Description of the task
Copy word for word the passage of the Seacliff estate text that begins with the words "Now the property" and stops after the words "modern-day land grab.".

Text section
================

Perched on a rugged stretch of cliffs along Spindrift Road in California’s Carmel Highlands, the estate now known as “Seacliff” first entered pop culture history as the oceanfront home of Sharon Stone’s character in the 1992 thriller “Basic Instinct.” Decades later, it returned to the screen in HBO’s “Big Little Lies,” where one of its cottages served as the setting for a couples therapy retreat.
Now the property is back in the spotlight for a different reason. The sprawling, five-parcel compound has just been listed for $91.35 million, putting it among the most expensive homes currently on the market in the United States.
But the real story behind Seacliff isn’t just Hollywood. It’s a layered timeline of adventure, tragedy, and a very deliberate modern-day land grab.
The Fossett Years… And A Real-Life Mystery
Long before it became a nine-figure listing, the property was a private retreat owned by adventurer and businessman Steve Fossett and his wife Peggy.
The main residence, known as “The Lodge,” was built in 1983 and later served as the backdrop for “Basic Instinct.” At the time, Fossett was one of the most accomplished explorers in the world, setting more than 100 records across aviation, sailing, and endurance sports. He became the first person to fly solo nonstop around the world in a balloon and later completed a solo, nonstop circumnavigation of the globe in a fixed-wing aircraft.
The Carmel estate reflected that personality. It wasn’t just a luxury home. It was filled with maps, artifacts, and global curiosities tied to a life spent chasing extreme achievements. One of its most distinctive features, a two-story Art Deco library with a gold-leaf domed ceiling depicting Johannes Kepler’s planetary laws, dates back to this era.
Then, in 2007, Fossett vanished.

================

Source data

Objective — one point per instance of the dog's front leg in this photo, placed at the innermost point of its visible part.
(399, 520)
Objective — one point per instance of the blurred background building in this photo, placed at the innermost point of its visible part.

================

Response for this exercise
Now the property is back in the spotlight for a different reason. The sprawling, five-parcel compound has just been listed for $91.35 million, putting it among the most expensive homes currently on the market in the United States.
But the real story behind Seacliff isn’t just Hollywood. It’s a layered timeline of adventure, tragedy, and a very deliberate modern-day land grab.